Work instructions:
Retype, word for word, every line of the records below starting at the one that contains "Objective — for every instance of the cheek, place" and ending at the one that contains "Objective — for every instance of the thin"; include both of those lines and nothing more.

(Data entries)
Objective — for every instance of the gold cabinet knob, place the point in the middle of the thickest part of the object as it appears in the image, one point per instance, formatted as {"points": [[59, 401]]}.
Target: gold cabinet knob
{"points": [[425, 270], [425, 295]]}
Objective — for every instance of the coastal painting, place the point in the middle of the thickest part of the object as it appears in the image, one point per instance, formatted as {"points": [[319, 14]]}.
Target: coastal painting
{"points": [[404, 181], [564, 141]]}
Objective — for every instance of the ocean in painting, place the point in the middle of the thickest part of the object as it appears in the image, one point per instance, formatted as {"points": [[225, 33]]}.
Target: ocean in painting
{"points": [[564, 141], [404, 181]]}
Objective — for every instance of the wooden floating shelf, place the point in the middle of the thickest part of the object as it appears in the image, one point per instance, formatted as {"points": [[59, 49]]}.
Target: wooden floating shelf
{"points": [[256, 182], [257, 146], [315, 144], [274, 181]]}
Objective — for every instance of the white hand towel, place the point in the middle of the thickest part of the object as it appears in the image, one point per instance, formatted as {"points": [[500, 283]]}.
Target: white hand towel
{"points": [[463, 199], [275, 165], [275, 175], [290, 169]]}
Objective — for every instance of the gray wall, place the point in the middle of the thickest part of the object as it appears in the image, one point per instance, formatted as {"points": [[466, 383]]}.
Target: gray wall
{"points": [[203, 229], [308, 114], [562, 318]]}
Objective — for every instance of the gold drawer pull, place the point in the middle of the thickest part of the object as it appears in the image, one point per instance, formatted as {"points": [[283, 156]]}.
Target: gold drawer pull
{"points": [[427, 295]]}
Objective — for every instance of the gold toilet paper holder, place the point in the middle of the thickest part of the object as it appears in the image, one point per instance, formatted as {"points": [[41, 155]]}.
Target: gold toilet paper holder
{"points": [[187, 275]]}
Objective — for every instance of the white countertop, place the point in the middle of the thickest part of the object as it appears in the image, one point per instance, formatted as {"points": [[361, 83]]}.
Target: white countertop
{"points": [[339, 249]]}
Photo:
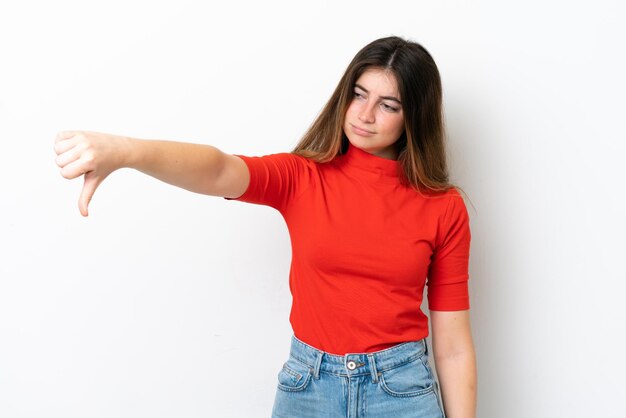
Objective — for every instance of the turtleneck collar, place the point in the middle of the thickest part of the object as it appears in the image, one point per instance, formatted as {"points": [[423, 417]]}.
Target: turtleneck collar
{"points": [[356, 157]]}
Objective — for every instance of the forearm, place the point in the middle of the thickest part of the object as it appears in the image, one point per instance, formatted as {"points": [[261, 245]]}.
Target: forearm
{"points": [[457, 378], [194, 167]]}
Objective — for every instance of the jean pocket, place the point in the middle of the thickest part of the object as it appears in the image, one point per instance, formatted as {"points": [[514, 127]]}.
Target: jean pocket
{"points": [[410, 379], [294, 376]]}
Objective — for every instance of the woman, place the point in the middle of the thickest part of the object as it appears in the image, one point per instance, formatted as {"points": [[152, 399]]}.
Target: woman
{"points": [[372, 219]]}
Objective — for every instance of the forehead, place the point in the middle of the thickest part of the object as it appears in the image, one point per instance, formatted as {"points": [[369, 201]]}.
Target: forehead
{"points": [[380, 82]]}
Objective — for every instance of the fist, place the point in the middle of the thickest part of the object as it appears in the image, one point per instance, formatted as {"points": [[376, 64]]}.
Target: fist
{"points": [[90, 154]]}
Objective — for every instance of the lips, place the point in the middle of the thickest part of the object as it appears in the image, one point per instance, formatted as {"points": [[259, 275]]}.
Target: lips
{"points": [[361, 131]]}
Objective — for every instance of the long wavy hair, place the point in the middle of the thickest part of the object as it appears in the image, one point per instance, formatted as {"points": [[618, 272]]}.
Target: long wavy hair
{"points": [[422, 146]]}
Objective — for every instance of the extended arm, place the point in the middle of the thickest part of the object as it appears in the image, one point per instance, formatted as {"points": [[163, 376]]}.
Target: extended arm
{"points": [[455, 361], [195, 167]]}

--

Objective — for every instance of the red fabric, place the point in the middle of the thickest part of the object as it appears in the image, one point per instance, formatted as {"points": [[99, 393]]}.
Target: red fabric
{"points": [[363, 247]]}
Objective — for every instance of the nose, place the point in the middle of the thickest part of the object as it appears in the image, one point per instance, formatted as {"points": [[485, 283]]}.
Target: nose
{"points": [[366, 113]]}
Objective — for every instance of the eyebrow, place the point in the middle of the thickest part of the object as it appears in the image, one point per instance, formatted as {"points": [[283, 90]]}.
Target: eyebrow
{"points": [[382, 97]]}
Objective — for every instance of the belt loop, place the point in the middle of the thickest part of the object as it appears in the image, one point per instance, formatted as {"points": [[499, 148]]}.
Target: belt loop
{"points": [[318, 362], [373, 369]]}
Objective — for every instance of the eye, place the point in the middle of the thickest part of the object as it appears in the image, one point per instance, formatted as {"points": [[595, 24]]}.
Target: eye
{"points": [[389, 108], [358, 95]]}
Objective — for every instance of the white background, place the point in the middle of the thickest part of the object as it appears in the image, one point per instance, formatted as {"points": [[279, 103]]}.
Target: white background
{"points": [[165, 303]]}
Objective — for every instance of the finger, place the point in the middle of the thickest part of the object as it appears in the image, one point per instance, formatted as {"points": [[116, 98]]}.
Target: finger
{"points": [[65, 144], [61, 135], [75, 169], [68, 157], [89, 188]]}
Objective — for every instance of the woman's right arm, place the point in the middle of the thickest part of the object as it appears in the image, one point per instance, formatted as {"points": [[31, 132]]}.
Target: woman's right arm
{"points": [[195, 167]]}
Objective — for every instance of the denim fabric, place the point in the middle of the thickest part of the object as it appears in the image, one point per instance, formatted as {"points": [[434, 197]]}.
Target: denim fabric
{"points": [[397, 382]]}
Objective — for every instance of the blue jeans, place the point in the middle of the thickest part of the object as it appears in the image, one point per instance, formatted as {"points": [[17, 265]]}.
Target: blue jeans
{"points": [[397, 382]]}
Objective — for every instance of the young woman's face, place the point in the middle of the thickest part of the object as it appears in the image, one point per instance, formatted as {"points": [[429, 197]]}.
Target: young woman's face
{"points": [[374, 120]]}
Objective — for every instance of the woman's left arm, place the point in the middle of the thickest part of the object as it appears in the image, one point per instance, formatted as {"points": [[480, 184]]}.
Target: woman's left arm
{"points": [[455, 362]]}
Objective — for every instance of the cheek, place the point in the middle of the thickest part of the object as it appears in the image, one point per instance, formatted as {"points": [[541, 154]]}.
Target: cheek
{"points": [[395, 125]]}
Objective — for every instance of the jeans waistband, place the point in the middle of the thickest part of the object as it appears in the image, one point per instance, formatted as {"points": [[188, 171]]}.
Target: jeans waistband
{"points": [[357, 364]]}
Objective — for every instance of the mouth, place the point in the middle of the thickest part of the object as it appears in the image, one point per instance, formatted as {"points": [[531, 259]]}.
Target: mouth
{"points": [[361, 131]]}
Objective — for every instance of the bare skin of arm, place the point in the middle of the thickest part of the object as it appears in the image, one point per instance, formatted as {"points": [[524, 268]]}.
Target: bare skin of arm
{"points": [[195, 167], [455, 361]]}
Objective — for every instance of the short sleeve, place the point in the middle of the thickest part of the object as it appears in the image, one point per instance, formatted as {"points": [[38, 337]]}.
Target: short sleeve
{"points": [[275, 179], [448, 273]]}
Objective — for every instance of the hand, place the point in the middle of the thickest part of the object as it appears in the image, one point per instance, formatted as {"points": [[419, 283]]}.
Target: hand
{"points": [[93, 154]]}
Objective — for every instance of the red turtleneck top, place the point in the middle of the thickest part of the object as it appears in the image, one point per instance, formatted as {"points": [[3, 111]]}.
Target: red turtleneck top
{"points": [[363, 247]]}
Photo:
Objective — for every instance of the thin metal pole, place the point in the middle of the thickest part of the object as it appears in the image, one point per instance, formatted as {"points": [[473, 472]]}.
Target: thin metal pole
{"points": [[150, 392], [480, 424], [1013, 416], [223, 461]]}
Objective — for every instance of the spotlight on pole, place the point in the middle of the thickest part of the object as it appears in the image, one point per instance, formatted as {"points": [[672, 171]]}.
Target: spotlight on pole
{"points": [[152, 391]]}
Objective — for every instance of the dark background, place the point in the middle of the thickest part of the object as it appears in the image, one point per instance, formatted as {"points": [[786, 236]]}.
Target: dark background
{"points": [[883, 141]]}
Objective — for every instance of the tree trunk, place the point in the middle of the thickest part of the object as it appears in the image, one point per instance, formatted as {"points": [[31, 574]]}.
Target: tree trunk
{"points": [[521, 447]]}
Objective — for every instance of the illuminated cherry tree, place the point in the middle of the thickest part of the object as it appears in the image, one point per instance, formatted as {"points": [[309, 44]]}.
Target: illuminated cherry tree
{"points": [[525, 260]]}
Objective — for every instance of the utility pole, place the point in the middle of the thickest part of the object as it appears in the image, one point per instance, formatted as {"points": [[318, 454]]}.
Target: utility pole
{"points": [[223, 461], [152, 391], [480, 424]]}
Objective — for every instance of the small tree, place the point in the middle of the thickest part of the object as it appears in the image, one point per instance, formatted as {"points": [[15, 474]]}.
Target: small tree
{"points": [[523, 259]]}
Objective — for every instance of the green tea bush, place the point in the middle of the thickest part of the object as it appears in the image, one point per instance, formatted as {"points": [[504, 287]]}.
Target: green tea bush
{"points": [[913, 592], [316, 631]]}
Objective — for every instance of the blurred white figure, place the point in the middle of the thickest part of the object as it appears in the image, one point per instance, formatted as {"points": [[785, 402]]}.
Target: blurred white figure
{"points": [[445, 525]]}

Exercise output:
Objective — for every instance of the cheek, place the point in the middle of the thickest part of the object as it appears in the image, one point per instance, formatted as {"points": [[541, 154]]}.
Target: cheek
{"points": [[395, 125]]}
Objective — for every instance of the jeans waistband, place the point in the middle of the thickest part of the object as it appears in the image, one point per instance, formatted as {"points": [[188, 171]]}.
Target: jeans waistband
{"points": [[357, 364]]}
Objective — for every instance of the mouth, place the point in the middle of the thickest part of the object as it appears in the image, one point per instance, formatted as {"points": [[531, 259]]}.
Target: mouth
{"points": [[361, 131]]}
Objective — for every instance of the bare skin of arm, place the point in the middle of the thickest part of the object as it appears in the image, one point per instance, formatted as {"points": [[524, 268]]}.
Target: bare skin of arm
{"points": [[195, 167], [455, 361]]}
Objective — for every instance of the short sleeve, place the point in the middle of the thickest part of the object as it appears in the image, one point per instance, formatted as {"points": [[38, 337]]}.
Target: short sleeve
{"points": [[275, 179], [448, 273]]}
Objective — for every instance of the hand, place the point in the middle of the thickest part of the object as it appears in the image, one point per instance, formatted as {"points": [[419, 283]]}.
Target: hand
{"points": [[93, 154]]}
Objective — for every instance of the red turtleneck top, place the point in the middle of the thickest part of the object as it appears in the image, one point per instance, formatted as {"points": [[3, 111]]}.
Target: red turtleneck top
{"points": [[363, 247]]}
Photo:
Objective — for every instance of the thin metal pole, place the point in the middle of the thickest part of the object as it appears in the image, one point per instance, formatted as {"points": [[473, 472]]}.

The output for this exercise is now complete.